■ EXCERPTED PASSAGE ■
* START *

Storing metadata instead of code also overlooks the core functionality and great features of these tools. If you won't be using the core functionality provided by these platforms, then why use them at all? Why not just store all your metadata in S3 or Dropbox, etc.?

Manual change tracking

The changes made to Salesforce environments are tracked manually. The steps needed to deploy your changes from a Sandbox environment to a Test or Production environment are:

  • Remember all previous changes
  • Be aware of all dependencies
  • Know how package.xml works
  • Know all 300 Metadata types that go into the package.xml
  • Work with Ant or SFDX to retrieve the changes (retrieving changes could take several minutes depending on the size of your changes)
  • Know how to interpret Salesforce API errors
  • Debug Salesforce API errors
  • Manually cherry-pick the XML lines you want to commit

If you take into account the number of times per day you have to repeat all the steps, you’ll realise how much time is wasted.

No isolation of work

So, the workflow goes something like this:

  1. Make changes in the Salesforce environment using an internet browser (cloud)
  2. Download the changes as metadata to your laptop (laptop)
  3. Add the changes to Version Control (laptop)
  4. Push the changes to the remote repository (laptop)
  5. Create a pull request (cloud)
  6. Run all tests and review the changes (cloud)
  7. Merge the pull requests (cloud)

* END *

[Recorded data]
* START *

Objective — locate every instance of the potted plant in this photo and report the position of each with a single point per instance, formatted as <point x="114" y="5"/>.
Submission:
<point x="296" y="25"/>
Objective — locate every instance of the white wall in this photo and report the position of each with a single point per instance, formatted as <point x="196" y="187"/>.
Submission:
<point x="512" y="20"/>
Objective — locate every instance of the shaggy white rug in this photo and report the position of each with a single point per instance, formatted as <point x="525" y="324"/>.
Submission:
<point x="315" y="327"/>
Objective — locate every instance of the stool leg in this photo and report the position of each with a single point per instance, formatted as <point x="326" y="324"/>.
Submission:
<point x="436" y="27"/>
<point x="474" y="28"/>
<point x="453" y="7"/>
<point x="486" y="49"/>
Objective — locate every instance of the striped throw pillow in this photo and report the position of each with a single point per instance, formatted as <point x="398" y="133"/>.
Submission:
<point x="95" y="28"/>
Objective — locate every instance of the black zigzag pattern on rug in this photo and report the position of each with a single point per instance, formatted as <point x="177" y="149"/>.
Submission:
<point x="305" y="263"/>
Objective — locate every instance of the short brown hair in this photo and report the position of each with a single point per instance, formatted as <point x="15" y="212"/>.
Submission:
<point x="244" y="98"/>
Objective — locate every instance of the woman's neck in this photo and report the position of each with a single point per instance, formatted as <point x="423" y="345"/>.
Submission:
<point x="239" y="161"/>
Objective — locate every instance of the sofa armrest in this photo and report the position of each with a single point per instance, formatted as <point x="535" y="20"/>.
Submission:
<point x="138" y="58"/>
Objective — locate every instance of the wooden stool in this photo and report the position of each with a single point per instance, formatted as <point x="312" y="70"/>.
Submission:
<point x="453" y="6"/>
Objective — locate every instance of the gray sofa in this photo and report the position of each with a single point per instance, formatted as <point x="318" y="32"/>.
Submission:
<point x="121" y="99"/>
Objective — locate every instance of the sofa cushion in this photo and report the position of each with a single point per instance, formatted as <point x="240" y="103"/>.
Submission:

* END *

■ ACTIONS TO TAKE ■
A – According to the Salesforce deployment passage, how many Metadata types go into the package.xml?
B – Pick up the Salesforce deployment passage after its final sentence and write the next part.

■ FINAL ANSWERS ■
A – 300

B –
  8. Deploy your changes to a Test environment or Production

If you are sharing a sandbox environment with your team, it's likely that several people will all be working on the same type of metadata. Individual work is not isolated. In practice, this means your changes will be interleaved with your team's changes when you download them. Here are several possible scenarios originating from a lack of work isolation:

  1. Someone from your team overwrites your changes without your knowledge.
  2. Extending the previous scenario: Because you are unaware of the change, and believe yours is the most recent, you decide to deploy it to Production. Not only would this lead to rework, but worst case the change contained a bug that's now in Production.
  3. Someone from your team deletes one of the dependencies you're relying on. Then, when you try to deploy your work strange errors arise that you don’t understand.

You are probably thinking that Scratch Orgs is the solution, but they too have their own problems. For example, time-consuming setup, volatile changes, SFDX, etc.

Diff Hell

To see the difference between your last committed version, and the latest version of the metadata, a simple git diff a.xml b.xml command won't do. Here is why:

  • Your changes are not isolated, but are interleaved with your team's changes, making the diff result unreadable and collaboration difficult.
  • You’d have to remember all the changes you made, including all dependencies, when you're downloading the changes to your laptop. If you forget to include something in your package.xml, and later try to deploy your metadata, you'll get a deployment error!
  • None of the diff algorithms available in Git (Myers, Minimal, Patience or Histogram) can accurately compare XML documents, because XML documents require specialised algorithms that can handle trees or graphs. As a result, the difference between versions generated by Git is difficult to understand and can lead to subtle bugs that cause weird deployment issues.

Remember, you might have to generate diff several times a day, so the cognitive load and the error rate could easily multiply.

Version Control System (VCS)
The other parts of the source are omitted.